• [Action item] From the first line to the last, retype the data below exactly.

*** Records shown ***

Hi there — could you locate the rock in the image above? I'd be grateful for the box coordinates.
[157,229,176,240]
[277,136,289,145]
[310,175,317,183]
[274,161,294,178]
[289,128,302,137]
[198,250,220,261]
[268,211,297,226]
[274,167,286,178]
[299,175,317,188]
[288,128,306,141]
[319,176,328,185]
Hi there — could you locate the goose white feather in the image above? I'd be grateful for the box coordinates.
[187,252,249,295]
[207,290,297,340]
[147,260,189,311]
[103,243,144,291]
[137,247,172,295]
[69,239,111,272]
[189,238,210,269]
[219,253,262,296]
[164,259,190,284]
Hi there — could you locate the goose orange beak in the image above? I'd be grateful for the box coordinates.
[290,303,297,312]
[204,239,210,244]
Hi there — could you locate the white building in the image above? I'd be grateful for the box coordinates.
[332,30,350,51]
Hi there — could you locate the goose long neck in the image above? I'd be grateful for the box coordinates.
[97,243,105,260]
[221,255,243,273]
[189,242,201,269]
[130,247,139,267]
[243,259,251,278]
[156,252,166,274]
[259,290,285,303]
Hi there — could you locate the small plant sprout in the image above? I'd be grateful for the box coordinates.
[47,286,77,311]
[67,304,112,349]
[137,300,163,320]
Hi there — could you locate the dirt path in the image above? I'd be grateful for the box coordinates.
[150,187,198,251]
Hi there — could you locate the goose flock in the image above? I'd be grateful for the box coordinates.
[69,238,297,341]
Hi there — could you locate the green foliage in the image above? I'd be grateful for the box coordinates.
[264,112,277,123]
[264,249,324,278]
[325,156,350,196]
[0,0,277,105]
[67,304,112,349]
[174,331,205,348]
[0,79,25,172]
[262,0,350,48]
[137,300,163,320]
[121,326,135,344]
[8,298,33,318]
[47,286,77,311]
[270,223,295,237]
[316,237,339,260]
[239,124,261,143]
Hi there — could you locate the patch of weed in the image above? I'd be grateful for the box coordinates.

*** End of Records shown ***

• [Result]
Hi there — could you locate the rock in the image above? I'd be grateful for the box coordinates.
[157,229,176,240]
[277,136,289,145]
[310,175,317,183]
[274,161,294,178]
[289,128,302,137]
[198,250,220,261]
[268,211,297,226]
[274,167,286,178]
[299,175,317,188]
[288,128,306,141]
[319,176,328,185]
Hi there — could you locate the goose white feather in the image above? I'd be grateful for the box coordinates.
[187,252,249,295]
[207,290,297,340]
[147,260,189,311]
[103,243,144,291]
[137,247,172,295]
[69,239,111,272]
[189,238,210,269]
[219,253,262,296]
[164,259,190,284]
Hi there — could you locate the goose orange beak in the image above? I'd be grateful for the box coordinates.
[290,303,297,312]
[204,239,210,244]
Hi there — could you locate the white building in the image above? I'd be grateful for the box coordinates.
[332,30,350,51]
Hi there — could you locate the goose long neck in the image above? I'd be grateful for the box coordinates.
[97,243,105,260]
[221,255,243,273]
[189,242,201,269]
[130,247,139,267]
[243,259,251,278]
[156,252,166,274]
[259,290,285,303]
Hi there — could you locate the small plant sprout in the image above? I'd be grateful for the box coordinates.
[47,286,77,311]
[67,304,112,349]
[137,300,163,320]
Hi there — could you locate the dirt path in the image above? I'd be grateful for the box coordinates.
[150,187,198,251]
Hi there — could you locate the goose flock in the image above? I'd be grateful for the box coordinates.
[69,238,297,341]
Hi there — could you locate the green foliage in the image above? I'd be grateful for the box coordinates.
[264,112,277,123]
[264,249,324,278]
[325,156,350,196]
[0,0,277,105]
[67,304,112,349]
[174,331,205,348]
[0,79,25,172]
[262,0,350,48]
[137,300,163,320]
[121,326,135,344]
[8,298,33,318]
[47,286,77,311]
[270,223,295,237]
[316,237,339,260]
[239,124,261,143]
Hi there — could you locate the patch of weed in the image above? I'd be grateful for the box coordinates.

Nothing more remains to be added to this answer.